▸ **Written task**
Rewrite the listing below with every occurrence of "ring within a ring" changed to "ring inside another ring", leaving everything else as it is.

Recorded data
- - -
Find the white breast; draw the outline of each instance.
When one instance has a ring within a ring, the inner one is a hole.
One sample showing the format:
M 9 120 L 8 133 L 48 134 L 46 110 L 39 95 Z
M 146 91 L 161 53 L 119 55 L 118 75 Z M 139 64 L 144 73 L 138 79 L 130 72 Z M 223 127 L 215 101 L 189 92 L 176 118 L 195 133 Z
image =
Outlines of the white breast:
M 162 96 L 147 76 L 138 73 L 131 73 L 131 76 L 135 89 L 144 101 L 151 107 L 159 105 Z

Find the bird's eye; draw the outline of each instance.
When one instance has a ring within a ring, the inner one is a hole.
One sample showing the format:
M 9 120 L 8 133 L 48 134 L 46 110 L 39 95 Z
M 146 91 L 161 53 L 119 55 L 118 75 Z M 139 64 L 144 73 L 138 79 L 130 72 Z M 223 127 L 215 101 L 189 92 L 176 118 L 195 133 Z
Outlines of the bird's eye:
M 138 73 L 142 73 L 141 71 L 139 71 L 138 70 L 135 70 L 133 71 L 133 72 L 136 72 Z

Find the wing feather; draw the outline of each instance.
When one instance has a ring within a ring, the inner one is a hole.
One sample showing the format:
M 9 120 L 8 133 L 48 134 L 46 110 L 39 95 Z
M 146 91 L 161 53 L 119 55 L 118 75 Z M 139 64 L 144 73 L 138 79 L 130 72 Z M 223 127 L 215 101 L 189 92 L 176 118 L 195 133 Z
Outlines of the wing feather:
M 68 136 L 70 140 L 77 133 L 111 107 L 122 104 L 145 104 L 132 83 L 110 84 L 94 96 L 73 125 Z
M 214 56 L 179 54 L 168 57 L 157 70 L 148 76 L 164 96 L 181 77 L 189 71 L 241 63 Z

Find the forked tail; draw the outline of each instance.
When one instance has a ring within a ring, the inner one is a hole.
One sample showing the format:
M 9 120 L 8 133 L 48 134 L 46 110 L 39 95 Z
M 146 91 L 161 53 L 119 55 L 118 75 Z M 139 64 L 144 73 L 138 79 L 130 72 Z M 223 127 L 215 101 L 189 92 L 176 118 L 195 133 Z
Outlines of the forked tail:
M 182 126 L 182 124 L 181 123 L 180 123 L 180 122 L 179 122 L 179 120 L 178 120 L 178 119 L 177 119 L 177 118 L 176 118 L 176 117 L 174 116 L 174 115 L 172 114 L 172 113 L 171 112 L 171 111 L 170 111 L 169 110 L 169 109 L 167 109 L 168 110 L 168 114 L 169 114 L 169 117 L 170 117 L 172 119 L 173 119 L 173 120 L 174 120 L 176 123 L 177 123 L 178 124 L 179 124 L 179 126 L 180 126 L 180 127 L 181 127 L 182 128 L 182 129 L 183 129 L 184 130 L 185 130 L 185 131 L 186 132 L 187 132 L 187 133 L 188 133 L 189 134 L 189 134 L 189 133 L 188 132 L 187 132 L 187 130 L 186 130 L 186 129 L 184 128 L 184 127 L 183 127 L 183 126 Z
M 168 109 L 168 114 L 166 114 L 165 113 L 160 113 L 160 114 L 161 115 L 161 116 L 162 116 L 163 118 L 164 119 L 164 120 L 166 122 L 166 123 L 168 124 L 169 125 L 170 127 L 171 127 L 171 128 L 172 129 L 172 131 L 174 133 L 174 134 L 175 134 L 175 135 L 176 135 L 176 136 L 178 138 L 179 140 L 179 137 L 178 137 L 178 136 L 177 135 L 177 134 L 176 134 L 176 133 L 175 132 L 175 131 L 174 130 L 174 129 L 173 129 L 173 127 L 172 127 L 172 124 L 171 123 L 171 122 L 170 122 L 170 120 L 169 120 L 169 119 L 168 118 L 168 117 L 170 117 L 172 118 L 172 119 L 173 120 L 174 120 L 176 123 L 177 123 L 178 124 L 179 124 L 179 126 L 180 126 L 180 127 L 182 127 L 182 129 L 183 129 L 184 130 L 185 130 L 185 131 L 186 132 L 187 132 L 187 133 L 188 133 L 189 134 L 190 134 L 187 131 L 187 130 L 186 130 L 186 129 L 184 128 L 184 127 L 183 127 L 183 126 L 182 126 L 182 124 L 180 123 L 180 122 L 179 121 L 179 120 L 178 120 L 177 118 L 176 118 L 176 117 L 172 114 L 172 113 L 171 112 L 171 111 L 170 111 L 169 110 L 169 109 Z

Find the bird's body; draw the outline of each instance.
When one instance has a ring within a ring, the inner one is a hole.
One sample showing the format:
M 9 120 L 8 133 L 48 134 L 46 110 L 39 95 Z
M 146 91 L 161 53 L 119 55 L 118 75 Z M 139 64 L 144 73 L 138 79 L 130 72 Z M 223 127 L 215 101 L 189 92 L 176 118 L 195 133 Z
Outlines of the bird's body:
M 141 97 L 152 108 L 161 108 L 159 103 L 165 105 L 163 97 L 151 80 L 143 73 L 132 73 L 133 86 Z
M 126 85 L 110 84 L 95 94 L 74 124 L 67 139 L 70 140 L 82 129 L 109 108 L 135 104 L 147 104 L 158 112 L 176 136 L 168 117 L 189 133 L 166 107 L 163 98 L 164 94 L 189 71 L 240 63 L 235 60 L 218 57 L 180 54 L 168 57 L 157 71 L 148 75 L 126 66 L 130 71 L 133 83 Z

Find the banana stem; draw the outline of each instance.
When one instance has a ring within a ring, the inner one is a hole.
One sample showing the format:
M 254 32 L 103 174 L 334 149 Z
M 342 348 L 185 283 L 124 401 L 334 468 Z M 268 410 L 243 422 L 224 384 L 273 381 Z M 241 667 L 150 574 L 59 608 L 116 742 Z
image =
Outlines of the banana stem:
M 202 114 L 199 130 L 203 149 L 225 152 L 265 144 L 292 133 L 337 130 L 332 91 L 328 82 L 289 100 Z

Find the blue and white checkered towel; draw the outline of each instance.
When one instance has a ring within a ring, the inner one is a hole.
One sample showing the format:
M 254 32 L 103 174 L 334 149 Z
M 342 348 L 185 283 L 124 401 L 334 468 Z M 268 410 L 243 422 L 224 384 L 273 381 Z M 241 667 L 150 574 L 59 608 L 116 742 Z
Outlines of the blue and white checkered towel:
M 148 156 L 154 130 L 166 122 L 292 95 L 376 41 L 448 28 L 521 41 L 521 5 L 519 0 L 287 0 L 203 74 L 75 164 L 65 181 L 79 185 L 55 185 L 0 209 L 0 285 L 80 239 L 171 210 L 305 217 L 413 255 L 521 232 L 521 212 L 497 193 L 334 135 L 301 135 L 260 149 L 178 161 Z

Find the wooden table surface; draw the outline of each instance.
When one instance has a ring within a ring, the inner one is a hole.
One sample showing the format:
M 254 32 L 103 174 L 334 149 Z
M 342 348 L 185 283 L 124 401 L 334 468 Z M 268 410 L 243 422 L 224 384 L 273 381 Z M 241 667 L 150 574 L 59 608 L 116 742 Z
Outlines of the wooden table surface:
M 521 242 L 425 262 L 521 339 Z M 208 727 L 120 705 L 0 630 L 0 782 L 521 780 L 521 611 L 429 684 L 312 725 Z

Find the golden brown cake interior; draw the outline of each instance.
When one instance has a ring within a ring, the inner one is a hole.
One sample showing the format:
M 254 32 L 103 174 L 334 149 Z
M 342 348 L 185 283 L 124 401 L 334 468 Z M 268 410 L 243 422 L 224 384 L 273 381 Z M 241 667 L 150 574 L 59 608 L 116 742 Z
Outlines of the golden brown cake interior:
- - -
▸ **Task response**
Find the white breast; draw the outline of each instance.
When one instance has a ring inside another ring, the inner one is a hole.
One sample showing the format:
M 9 120 L 8 133 L 48 134 L 46 110 L 39 95 Z
M 146 91 L 161 53 L 119 55 L 118 75 Z M 139 64 L 144 73 L 138 79 L 130 72 Z M 223 127 L 215 101 L 189 92 L 176 118 L 195 133 Z
image =
Outlines of the white breast:
M 162 96 L 147 76 L 138 73 L 131 73 L 131 76 L 135 89 L 144 101 L 151 107 L 159 105 Z

Find the bird's eye; draw the outline of each instance.
When one instance has a ring inside another ring, the inner one is a hole.
One sample showing the format:
M 9 120 L 8 133 L 48 134 L 46 110 L 39 95 Z
M 146 91 L 161 53 L 119 55 L 118 75 Z M 139 64 L 144 73 L 138 79 L 130 72 Z M 223 127 L 215 101 L 189 92 L 176 118 L 195 133 Z
Outlines of the bird's eye:
M 138 73 L 142 73 L 141 71 L 139 71 L 138 70 L 135 70 L 133 71 L 133 72 L 136 72 Z

Find the wing feather; draw the outline of each instance.
When one instance has a ring inside another ring, the inner one is a hole.
One sample showing the format:
M 9 120 L 8 133 L 48 134 L 46 110 L 39 95 Z
M 146 91 L 161 53 L 119 55 L 118 75 Z M 139 64 L 144 73 L 138 79 L 130 72 Z M 223 127 L 215 101 L 189 92 L 176 118 L 195 133 Z
Outlines of the wing feather:
M 68 136 L 70 140 L 77 133 L 111 107 L 122 104 L 145 104 L 132 83 L 110 84 L 94 96 L 73 125 Z
M 214 56 L 179 54 L 168 57 L 157 70 L 148 76 L 164 96 L 181 77 L 189 71 L 241 63 Z

Find the forked tail; draw the outline of each instance.
When one instance has a ring inside another ring, the inner one is a hole.
One sample showing the format:
M 9 120 L 8 133 L 48 134 L 46 110 L 39 95 Z
M 146 91 L 161 53 L 119 55 L 118 75 Z M 139 64 L 144 73 L 138 79 L 130 72 Z M 223 127 L 215 101 L 189 92 L 176 118 L 195 133 Z
Outlines of the forked tail:
M 182 126 L 182 124 L 181 123 L 180 123 L 180 122 L 179 122 L 179 120 L 178 120 L 178 119 L 177 119 L 177 118 L 176 118 L 176 117 L 174 116 L 174 115 L 172 114 L 172 113 L 171 112 L 171 111 L 170 111 L 169 110 L 169 109 L 167 109 L 168 110 L 168 114 L 169 114 L 169 117 L 170 117 L 172 119 L 173 119 L 173 120 L 174 120 L 176 123 L 177 123 L 178 124 L 179 124 L 179 126 L 180 126 L 180 127 L 181 127 L 182 128 L 182 129 L 183 129 L 184 130 L 185 130 L 185 131 L 186 132 L 187 132 L 187 133 L 188 133 L 189 134 L 189 134 L 189 133 L 188 132 L 187 132 L 187 130 L 186 130 L 186 129 L 184 128 L 184 127 L 183 127 L 183 126 Z
M 168 109 L 168 114 L 166 114 L 165 113 L 160 113 L 160 114 L 161 115 L 161 116 L 162 116 L 163 118 L 164 119 L 164 120 L 166 122 L 166 123 L 168 124 L 169 125 L 170 127 L 171 127 L 171 128 L 172 129 L 172 131 L 174 133 L 174 134 L 175 134 L 175 135 L 176 135 L 176 136 L 178 138 L 179 140 L 179 137 L 178 137 L 178 136 L 177 135 L 177 134 L 176 134 L 176 133 L 175 132 L 175 131 L 174 130 L 174 129 L 173 129 L 173 127 L 172 127 L 172 124 L 171 123 L 171 122 L 170 122 L 170 120 L 169 120 L 169 119 L 168 118 L 168 117 L 170 117 L 172 118 L 172 119 L 173 120 L 174 120 L 176 123 L 177 123 L 178 124 L 179 124 L 179 126 L 180 126 L 180 127 L 182 127 L 182 129 L 183 129 L 184 130 L 185 130 L 185 131 L 186 132 L 187 132 L 187 133 L 188 133 L 189 134 L 190 134 L 187 131 L 187 130 L 186 130 L 186 129 L 184 128 L 184 127 L 183 127 L 183 126 L 182 126 L 182 124 L 180 123 L 180 122 L 179 121 L 179 120 L 178 120 L 177 118 L 176 118 L 176 117 L 172 114 L 172 113 L 171 112 L 171 111 L 170 111 L 169 110 L 169 109 Z

Find the bird's body; draw the outline of each instance.
When one instance has a ring inside another ring, the inner one is a hole.
One sample showing the format:
M 9 120 L 8 133 L 48 134 L 46 110 L 39 95 Z
M 146 91 L 161 53 L 119 55 L 118 75 Z M 139 64 L 144 73 L 138 79 L 130 72 Z M 223 127 L 215 101 L 189 92 L 176 118 L 195 133 Z
Outlines of the bird's body:
M 141 97 L 152 108 L 161 108 L 159 103 L 165 105 L 163 97 L 151 80 L 143 73 L 132 73 L 133 86 Z
M 126 85 L 110 84 L 95 94 L 74 124 L 67 139 L 70 140 L 82 129 L 109 108 L 135 104 L 147 104 L 158 112 L 176 136 L 168 117 L 189 133 L 166 107 L 163 98 L 164 94 L 189 71 L 240 63 L 235 60 L 218 57 L 180 54 L 168 57 L 157 71 L 148 75 L 126 66 L 130 71 L 133 83 Z

Find the banana stem; draw the outline of each instance.
When one instance has a ring inside another ring, the inner one is a hole.
One sample showing the format:
M 254 32 L 103 174 L 334 149 Z
M 342 348 L 185 283 L 124 401 L 334 468 Z M 268 410 L 243 422 L 224 384 L 273 381 Z M 241 667 L 150 574 L 59 608 L 116 742 Z
image =
Outlines of the banana stem:
M 202 114 L 199 130 L 203 149 L 225 152 L 265 144 L 292 133 L 337 130 L 332 91 L 328 82 L 289 100 Z

Find the blue and white checkered towel; draw the outline of each instance.
When one instance has a ring inside another ring, the inner one is a hole.
One sample showing the format:
M 254 32 L 103 174 L 334 149 Z
M 342 348 L 185 283 L 124 401 L 334 468 Z M 268 410 L 243 422 L 224 384 L 273 381 Z M 241 667 L 150 574 L 59 608 L 116 742 Z
Outlines of the blue and white checkered towel:
M 148 156 L 154 130 L 166 122 L 292 95 L 376 41 L 448 28 L 521 41 L 521 5 L 519 0 L 287 0 L 203 74 L 75 164 L 65 181 L 79 185 L 55 185 L 0 209 L 0 285 L 80 239 L 171 210 L 305 217 L 413 255 L 521 232 L 521 212 L 497 193 L 334 135 L 301 135 L 260 149 L 178 161 Z

Find the wooden table surface; draw the outline of each instance.
When one instance has a ring inside another ring, the inner one is a hole.
One sample showing the format:
M 254 32 L 103 174 L 334 149 Z
M 342 348 L 185 283 L 124 401 L 334 468 Z M 268 410 L 243 422 L 224 384 L 273 381 Z M 241 667 L 150 574 L 59 608 L 116 742 Z
Outlines of the wooden table surface:
M 521 242 L 425 262 L 521 339 Z M 208 727 L 120 705 L 0 630 L 0 782 L 521 780 L 521 611 L 429 684 L 312 725 Z

Find the golden brown cake interior; draw the outline of each instance.
When one instance has a ring inside another ring, the inner one is a hole.
One sample showing the format:
M 254 32 L 103 174 L 334 149 Z
M 342 348 L 185 283 L 124 401 L 334 468 Z M 268 410 L 243 422 L 224 384 L 273 381 Z M 241 667 L 150 574 L 59 608 L 116 742 Z
Outlines of the golden brown cake interior:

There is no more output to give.